==== Document excerpt ====

There were scenes of celebration at some other Middle Eastern voting centres, with electors cheering as Nazem Kazem Saoodi, a 60-year-old physician, became the first to vote in Dubai.

”Yes, we did it!” shouted Ali al-Kabeer, clapping his hands after casting his ballot, breaking into tears as he hugged his wife.

Kabeer said he had ”been waiting for this moment for 54 years”, 24 of which he spent in England and the United Arab Emirates.

”I’m doing this for my children … it’s the first step in a thousand-mile journey,” he said.

The run-up to the vote in Iraq itself has been marred by continuous violence within the country, with six dying on Friday alone, four of these in a suicide car bomb attack in southern Baghdad.

In contrast, the smooth-running operation to gather overseas votes, organised by the Geneva-based International Organisation for Migration, has mainly had to contend with apathy.

==== Given material ====

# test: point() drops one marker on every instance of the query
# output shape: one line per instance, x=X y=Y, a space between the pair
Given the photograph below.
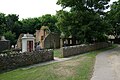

====

Your tasks:
1. From the news excerpt on overseas voting in Iraq's election, list every city and country it names.
2. Carry on the news excerpt on overseas voting in Iraq's election, picking up after its last sentence.

Answers:
1. Dubai, England, United Arab Emirates, Iraq, Baghdad, Geneva

2.
In Britain, of a 150 000-strong Iraqi community estimated to be allowed to vote, just less than 31 000 registered, local organisers said.

Nonetheless, early voters living in Washington’s closest ally in the war to unseat Saddam were gleeful.

”I feel ecstatic, I couldn’t sleep last night because I was so excited,” said 47-year-old Eman al Kati, among the early voters at a polling station in London, one of three British cities taking part.

”It’s an historic moment. We have democracy in Iraq. I think it’s everybody’s personal duty to do this,” she said.

Security was tight at polling stations, especially in Turkey, amid fears that tensions between Kurds and Turkmens in the Iraqi city of Kirkuk might spill over the border.

Both Kurds and Turkmens, an Iraqi minority of Turkish descent, claim Kirkuk as their historical homeland.

Polling facilities were being made available in Australia, Britain, Canada, Denmark, France, Germany, Iran, Jordan, The Netherlands, Sweden, Syria, Turkey, United Arab Emirates and United States.

The polls will stay open for 10 hours from 7am local time on each of the three days in the 36 cities and 14 countries involved, with foreign observers monitoring the process.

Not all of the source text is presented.